## TASK MATERIAL
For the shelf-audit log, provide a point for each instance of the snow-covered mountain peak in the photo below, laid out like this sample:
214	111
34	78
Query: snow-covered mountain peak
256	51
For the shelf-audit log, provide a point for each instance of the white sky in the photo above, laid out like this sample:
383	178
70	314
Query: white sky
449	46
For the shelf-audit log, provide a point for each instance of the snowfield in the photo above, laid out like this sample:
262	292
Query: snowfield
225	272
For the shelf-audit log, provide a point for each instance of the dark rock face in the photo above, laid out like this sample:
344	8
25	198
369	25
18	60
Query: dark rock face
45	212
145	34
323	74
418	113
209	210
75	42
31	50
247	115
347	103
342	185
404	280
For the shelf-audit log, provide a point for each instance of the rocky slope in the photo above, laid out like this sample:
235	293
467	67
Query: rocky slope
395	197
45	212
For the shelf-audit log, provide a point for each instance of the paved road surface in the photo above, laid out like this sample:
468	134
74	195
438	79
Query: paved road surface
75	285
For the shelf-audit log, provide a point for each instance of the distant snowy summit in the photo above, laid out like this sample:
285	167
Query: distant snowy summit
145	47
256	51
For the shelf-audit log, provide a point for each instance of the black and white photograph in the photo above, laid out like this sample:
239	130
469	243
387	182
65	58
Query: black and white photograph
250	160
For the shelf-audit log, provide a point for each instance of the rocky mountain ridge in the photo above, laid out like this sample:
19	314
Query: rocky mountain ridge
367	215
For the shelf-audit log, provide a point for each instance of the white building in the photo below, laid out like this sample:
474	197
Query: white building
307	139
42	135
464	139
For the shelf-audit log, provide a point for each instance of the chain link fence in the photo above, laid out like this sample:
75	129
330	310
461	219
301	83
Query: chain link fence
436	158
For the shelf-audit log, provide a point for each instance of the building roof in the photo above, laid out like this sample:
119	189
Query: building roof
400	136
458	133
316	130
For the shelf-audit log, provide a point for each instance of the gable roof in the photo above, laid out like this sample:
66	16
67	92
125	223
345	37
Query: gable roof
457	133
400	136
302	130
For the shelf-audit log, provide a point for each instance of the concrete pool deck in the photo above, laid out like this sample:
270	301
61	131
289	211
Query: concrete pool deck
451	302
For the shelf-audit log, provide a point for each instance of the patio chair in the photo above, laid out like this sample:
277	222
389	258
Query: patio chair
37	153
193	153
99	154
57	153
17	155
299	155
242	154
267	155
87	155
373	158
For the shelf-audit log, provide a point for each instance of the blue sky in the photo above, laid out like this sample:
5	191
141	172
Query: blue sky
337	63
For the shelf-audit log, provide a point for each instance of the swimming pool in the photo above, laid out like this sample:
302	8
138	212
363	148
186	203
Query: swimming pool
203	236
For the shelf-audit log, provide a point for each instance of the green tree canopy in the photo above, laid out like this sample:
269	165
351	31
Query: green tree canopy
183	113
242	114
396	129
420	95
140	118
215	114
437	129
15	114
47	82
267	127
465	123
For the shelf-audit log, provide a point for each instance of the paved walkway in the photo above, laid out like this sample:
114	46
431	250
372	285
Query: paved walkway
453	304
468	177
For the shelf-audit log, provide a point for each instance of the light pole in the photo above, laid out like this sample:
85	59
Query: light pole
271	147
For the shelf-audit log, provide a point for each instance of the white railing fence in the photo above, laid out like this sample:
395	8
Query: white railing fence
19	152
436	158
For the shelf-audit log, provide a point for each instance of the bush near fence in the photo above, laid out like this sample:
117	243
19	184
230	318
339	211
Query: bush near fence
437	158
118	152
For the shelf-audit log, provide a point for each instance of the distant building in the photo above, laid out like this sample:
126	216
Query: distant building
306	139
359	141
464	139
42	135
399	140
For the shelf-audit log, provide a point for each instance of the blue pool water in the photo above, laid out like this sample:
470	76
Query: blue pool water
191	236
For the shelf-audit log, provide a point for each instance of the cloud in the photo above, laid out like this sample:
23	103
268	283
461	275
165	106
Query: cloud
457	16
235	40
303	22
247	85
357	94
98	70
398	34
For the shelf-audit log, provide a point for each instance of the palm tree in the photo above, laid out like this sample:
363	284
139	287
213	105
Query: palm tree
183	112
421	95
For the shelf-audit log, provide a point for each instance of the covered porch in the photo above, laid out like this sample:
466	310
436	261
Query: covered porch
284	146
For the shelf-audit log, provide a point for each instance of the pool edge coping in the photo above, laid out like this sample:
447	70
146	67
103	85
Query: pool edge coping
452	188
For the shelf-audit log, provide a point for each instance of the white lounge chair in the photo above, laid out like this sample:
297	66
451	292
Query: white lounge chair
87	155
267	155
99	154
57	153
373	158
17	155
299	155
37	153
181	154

--

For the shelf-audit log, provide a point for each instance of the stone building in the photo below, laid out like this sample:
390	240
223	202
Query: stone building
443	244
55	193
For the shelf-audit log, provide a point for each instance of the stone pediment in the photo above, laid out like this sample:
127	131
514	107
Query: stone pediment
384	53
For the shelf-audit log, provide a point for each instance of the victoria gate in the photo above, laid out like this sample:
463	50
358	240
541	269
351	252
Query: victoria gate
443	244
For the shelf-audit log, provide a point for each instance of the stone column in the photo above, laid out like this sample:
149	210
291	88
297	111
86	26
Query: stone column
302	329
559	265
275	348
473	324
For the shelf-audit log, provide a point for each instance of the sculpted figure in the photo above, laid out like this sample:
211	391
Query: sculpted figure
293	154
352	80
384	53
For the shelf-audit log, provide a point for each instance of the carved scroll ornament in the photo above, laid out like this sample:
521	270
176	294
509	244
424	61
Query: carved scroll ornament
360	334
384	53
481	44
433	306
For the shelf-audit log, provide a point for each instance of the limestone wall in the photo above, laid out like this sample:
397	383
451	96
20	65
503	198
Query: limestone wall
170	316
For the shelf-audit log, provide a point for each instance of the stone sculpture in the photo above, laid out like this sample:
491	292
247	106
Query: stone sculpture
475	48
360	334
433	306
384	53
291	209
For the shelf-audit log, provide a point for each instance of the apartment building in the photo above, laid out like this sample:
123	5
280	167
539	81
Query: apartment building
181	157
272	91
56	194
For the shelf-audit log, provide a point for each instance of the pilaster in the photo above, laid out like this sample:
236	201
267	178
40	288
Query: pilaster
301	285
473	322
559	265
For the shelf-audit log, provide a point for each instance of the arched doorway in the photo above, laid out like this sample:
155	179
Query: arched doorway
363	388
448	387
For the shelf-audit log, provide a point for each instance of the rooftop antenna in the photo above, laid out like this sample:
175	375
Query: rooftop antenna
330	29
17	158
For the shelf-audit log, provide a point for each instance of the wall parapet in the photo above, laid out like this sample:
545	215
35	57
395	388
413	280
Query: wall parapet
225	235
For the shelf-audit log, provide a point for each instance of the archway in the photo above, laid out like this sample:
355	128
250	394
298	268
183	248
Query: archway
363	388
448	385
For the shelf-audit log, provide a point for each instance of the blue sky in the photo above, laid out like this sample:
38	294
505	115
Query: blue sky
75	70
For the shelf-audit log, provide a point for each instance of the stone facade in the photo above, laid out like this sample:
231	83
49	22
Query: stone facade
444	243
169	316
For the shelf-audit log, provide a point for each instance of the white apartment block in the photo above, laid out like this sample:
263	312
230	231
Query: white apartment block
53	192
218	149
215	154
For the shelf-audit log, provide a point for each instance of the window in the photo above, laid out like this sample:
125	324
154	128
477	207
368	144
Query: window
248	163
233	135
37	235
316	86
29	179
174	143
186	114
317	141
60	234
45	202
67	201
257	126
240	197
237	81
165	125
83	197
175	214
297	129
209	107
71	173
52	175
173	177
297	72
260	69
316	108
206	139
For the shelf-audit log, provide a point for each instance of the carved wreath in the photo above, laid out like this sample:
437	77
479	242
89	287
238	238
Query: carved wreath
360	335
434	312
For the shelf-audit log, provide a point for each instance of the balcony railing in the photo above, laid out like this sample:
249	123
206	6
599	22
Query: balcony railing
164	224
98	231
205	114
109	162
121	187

...

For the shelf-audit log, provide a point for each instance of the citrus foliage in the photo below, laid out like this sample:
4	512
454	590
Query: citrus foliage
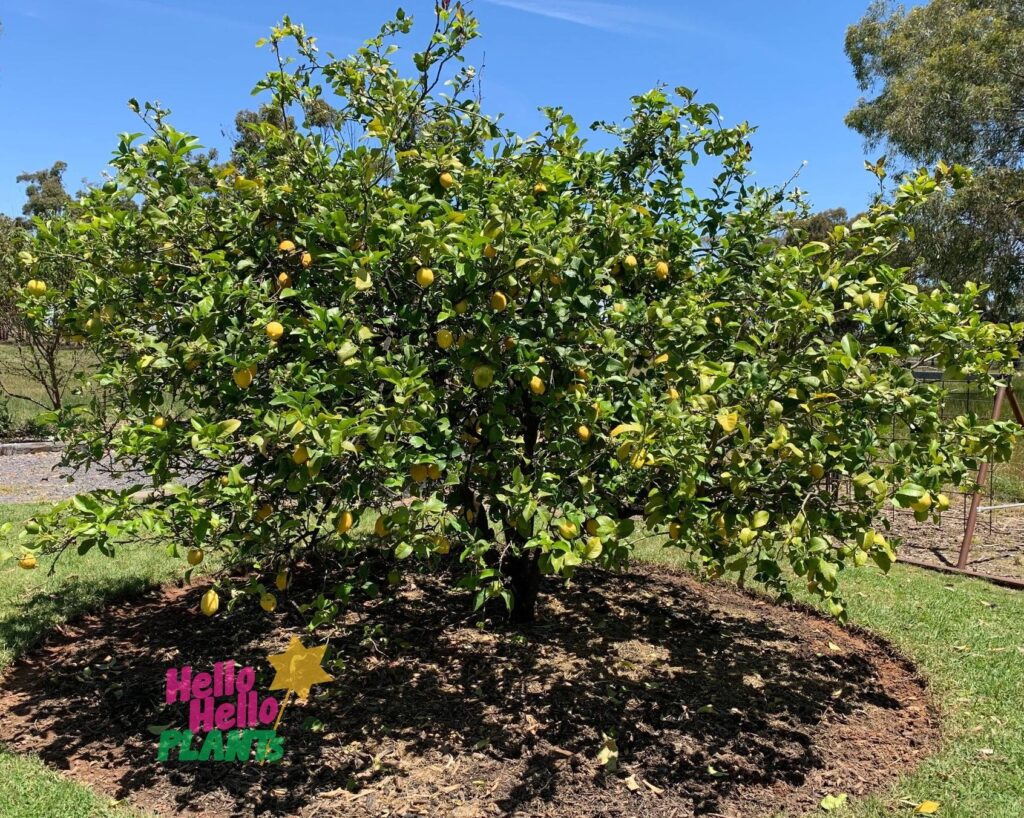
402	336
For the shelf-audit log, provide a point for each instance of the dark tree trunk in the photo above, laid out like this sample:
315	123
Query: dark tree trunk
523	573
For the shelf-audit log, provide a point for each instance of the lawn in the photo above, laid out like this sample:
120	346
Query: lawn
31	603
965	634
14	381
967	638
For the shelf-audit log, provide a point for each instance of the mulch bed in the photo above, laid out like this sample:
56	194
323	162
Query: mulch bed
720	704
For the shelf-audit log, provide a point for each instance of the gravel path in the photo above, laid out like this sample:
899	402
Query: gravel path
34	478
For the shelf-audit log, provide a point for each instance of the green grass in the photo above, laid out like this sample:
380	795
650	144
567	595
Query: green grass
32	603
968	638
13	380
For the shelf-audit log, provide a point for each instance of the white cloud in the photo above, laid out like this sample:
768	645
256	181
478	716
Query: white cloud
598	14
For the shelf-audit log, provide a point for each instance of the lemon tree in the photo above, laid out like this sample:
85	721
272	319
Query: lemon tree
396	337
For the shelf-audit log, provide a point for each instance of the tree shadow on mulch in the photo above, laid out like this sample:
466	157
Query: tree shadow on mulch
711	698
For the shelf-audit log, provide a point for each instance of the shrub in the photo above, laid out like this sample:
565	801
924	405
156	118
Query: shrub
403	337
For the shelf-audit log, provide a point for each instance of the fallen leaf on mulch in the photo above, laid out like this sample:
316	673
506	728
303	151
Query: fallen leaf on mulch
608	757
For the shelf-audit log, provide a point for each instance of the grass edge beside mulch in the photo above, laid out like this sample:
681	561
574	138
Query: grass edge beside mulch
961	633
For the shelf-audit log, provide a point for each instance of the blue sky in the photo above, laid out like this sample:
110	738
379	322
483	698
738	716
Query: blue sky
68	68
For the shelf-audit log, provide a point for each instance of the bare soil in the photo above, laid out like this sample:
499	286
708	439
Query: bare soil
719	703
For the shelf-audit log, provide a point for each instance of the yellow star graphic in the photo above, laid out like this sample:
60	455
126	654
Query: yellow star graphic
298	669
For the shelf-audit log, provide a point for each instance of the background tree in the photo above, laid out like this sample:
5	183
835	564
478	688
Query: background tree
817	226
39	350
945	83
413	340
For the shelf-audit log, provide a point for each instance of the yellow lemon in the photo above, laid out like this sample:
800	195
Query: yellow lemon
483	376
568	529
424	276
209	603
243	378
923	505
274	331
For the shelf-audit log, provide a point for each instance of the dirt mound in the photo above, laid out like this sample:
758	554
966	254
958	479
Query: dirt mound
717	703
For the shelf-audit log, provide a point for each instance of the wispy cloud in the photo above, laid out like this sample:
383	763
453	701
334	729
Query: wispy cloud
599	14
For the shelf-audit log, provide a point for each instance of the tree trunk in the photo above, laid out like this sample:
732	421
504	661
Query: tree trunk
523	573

## DIRECTIVE
Which lines of the listing above contain the word "slope", with case counting? Copy each of those lines in full.

## REPLY TO THE EXERCISE
For the shelf-audit log, provide a point for each instance of the rocky slope in the photo above, laid out like this sample:
Query: rocky slope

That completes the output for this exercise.